**연습 과제:**
[1] 카프카 커넥트에 관한 글의 내용과 다음 진술이 일치합니까? (a) 소스 애플리케이션은 카프카에서 받은 데이터를 싱크한다, (b) 글은 MySQL, S3, MongoDB를 대표적인 소스/싱크 애플리케이션으로 든다, (c) 싱크 커넥터는 Kafka 토픽의 데이터를 Amazon S3 같은 배치 시스템으로 전달한다. 각각 예 또는 아니요로 답하고, 판단의 근거가 되는 글의 문구를 그대로 인용하세요.
[2] 카프카 커넥트에 관한 글의 마지막 문장 다음부터 이어질 내용을 써 보세요.

**읽을 글:**
▬▬▬▬▬▬
Kafka Connect

이지민·2023년 5월 3일

들어가기 전에...
Apache Kafka는 빠르고 확장 가능한 작업을 위해 데이터 피드의 분산 스트리밍, 파이프 라이닝 및 재생을 위한 실시간 스트리밍 데이터를 처리하기 위한 목적으로 설계된 오픈 소스 분산형 게시-구독 메시징 플랫폼입니다.

→ 데이터를 주고 받을 수 있는 플랫폼

왜 카프카 커넥트가 필요한가?

프로듀서 애플리케이션
: 소스 애플리케이션을 연동하여 Kafka의 특정 토픽에 메시지를 발행하는 애플리케이션

컨슈머 애플리케이션
: 싱크 애플리케이션을 연동하여 Kafka 토픽으로부터 데이터를 소비하여 싱크 애플리케이션이 데이터를 싱크할 수 있도록하는 애플리케이션

소스 애플리케이션
: 카프카에 보낼 데이터 소스를 제공하는 애플리케이션

싱크 애플리케이션
: 카프카에서 받은 데이터를 싱크하는 애플리케이션

→ MySQL, S3, MongoDB가 대표적인 소스/싱크 애플리케이션

Source connector
: A source connector, such as the Microsoft SQL Server Source connector, ingests entire databases and streams table updates to Kafka topics. It can also collect metrics from all of your application servers and store these in Kafka topics, making the data available for stream processing with low latency.

Sink connector
: A sink connector delivers data from Kafka topics into secondary indexes, such as Google BigQuery or batch systems like Amazon S3, for offline analysis.

(출처: https://docs.confluent.io/cloud/current/connectors/index.html#connect-to-external-systems-in-ccloud)
▬▬▬▬▬▬
**제공 항목:**
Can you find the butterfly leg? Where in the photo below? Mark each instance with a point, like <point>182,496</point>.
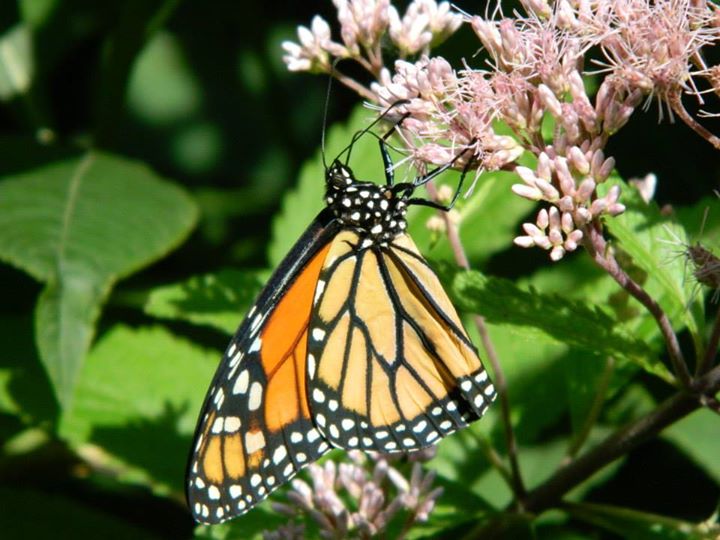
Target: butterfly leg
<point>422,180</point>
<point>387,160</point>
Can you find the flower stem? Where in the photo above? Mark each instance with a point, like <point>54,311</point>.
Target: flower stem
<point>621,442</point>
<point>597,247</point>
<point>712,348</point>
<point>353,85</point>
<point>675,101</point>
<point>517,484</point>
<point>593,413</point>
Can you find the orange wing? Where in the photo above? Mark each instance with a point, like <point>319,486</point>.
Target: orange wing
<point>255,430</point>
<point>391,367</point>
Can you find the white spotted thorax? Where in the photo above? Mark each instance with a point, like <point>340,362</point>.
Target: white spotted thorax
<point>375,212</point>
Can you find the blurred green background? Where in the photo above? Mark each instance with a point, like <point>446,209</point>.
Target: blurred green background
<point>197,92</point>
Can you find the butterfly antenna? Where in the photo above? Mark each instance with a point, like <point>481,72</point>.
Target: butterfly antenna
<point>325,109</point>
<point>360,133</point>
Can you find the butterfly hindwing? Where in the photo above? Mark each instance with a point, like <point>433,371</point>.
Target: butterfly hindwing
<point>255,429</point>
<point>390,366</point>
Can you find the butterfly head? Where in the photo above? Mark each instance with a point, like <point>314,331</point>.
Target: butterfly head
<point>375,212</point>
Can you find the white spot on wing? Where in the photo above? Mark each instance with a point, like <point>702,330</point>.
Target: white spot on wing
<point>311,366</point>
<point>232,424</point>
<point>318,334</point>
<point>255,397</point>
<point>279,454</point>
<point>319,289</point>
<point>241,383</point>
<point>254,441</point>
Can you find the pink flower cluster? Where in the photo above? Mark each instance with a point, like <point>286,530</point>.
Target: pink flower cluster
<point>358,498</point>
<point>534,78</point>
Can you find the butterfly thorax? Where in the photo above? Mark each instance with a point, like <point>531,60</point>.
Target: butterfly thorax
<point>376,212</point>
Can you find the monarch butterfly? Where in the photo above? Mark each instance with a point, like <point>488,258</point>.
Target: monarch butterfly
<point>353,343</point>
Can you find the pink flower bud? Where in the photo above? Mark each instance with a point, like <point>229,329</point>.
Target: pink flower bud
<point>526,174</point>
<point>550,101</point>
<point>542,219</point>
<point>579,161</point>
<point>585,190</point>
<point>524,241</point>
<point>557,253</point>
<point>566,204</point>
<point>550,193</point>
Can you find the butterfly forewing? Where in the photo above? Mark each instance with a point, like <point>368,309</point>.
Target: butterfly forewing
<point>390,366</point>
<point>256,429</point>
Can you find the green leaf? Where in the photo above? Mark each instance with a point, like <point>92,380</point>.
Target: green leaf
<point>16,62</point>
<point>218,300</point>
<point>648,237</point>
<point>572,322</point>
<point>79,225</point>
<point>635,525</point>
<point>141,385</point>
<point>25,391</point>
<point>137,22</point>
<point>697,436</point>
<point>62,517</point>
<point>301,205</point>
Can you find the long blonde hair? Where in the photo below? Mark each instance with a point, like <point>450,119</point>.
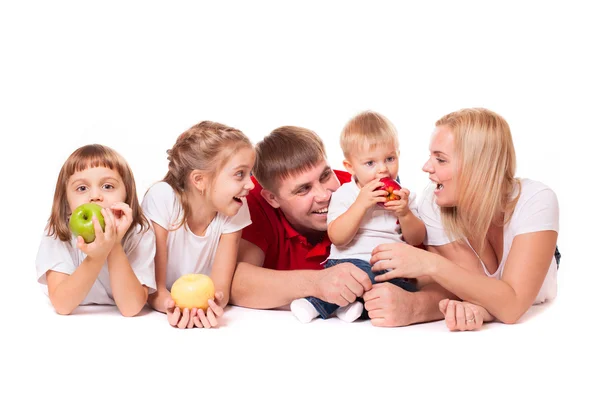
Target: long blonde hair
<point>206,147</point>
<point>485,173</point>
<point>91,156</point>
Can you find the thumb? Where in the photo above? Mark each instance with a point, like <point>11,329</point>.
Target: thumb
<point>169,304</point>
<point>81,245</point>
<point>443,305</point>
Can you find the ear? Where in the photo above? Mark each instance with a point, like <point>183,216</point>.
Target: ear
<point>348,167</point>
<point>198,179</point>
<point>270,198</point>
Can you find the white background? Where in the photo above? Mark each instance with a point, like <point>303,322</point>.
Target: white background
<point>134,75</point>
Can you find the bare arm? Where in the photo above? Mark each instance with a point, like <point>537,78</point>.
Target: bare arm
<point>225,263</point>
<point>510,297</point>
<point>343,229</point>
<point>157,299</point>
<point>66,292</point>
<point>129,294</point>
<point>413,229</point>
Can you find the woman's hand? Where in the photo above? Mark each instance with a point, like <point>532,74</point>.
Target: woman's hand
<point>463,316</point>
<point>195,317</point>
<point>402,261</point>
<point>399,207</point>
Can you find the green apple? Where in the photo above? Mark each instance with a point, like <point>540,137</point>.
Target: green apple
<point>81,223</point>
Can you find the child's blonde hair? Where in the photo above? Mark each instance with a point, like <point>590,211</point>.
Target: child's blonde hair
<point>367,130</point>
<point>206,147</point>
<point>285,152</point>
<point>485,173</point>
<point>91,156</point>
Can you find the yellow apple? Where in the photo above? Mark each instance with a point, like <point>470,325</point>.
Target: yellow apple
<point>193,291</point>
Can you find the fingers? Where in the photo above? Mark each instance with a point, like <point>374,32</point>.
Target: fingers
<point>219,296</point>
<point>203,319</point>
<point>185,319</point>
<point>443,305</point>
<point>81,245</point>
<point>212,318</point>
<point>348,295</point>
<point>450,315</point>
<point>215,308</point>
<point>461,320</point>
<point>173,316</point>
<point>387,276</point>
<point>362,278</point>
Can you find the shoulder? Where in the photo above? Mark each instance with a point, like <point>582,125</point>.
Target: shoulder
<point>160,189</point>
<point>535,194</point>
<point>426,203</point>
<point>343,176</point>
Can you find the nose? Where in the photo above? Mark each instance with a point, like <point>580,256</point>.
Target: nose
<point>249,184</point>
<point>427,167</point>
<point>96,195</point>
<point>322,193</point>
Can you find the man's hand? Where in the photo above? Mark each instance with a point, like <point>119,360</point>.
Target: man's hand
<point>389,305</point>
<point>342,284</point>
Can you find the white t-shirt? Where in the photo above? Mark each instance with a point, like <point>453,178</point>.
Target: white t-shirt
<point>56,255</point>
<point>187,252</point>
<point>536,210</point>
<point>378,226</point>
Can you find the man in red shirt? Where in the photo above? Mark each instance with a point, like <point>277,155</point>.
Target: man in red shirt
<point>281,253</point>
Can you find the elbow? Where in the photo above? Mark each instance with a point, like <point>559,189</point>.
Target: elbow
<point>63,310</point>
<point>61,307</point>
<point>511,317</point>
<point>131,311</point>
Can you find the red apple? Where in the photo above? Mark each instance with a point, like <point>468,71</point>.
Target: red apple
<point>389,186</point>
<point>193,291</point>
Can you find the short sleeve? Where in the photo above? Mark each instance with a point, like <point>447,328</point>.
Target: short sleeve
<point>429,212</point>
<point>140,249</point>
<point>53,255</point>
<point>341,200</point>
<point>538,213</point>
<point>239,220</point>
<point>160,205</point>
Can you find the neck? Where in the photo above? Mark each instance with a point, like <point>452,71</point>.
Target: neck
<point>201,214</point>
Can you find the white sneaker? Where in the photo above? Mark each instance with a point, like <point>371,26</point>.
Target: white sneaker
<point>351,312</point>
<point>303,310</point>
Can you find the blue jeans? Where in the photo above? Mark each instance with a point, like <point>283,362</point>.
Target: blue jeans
▬▬▬▬▬▬
**예상 답안:**
[1]
(a) 아니요. "카프카에 보낼 데이터 소스를 제공하는 애플리케이션"
(b) 예. "MySQL, S3, MongoDB가 대표적인 소스/싱크 애플리케이션"
(c) 예. "A sink connector delivers data from Kafka topics into secondary indexes, such as Google BigQuery or batch systems like Amazon S3, for offline analysis."

[2]
예시

: MySQL에서 카프카로 데이터를 보낼 때 and 카프카에서 데이터를 MySQL로 저장할 때

→ JDBC 커넥터를 사용하여 파이프라인을 생성할 수 있음

카프카 커넥트 플러그인

기본 플러그인
- 미러메이커2 커넥터, 싱크 커넥터, 파일 소스 커넥터 (카프카 2.6 기준)
오픈 소스 커넥터
- HDFS 커넥터, AWS S3 커넥터, JDBC 커넥터, 엘라스틱서치 커넥터 등
- 컨플루언트 허브에서 검색하여 사용할 수 있음

Fully-Managed Connector For Confluent Cloud (링크)

: Confluent Cloud offers pre-built, fully managed, Apache Kafka® Connectors that make it easy to instantly connect to popular data sources and sinks.

Self-Managed Connectors (링크)

: Confluent Hub client에서 설치하거나 직접 플러그인 파일을 다운로드 받아서 설치한 커넥터

카프카 커넥트 구성

카프카 커넥트에 커넥터에 생성 명령을 내리면 커넥트는 내부에 커넥터와 태스크를 생성한다.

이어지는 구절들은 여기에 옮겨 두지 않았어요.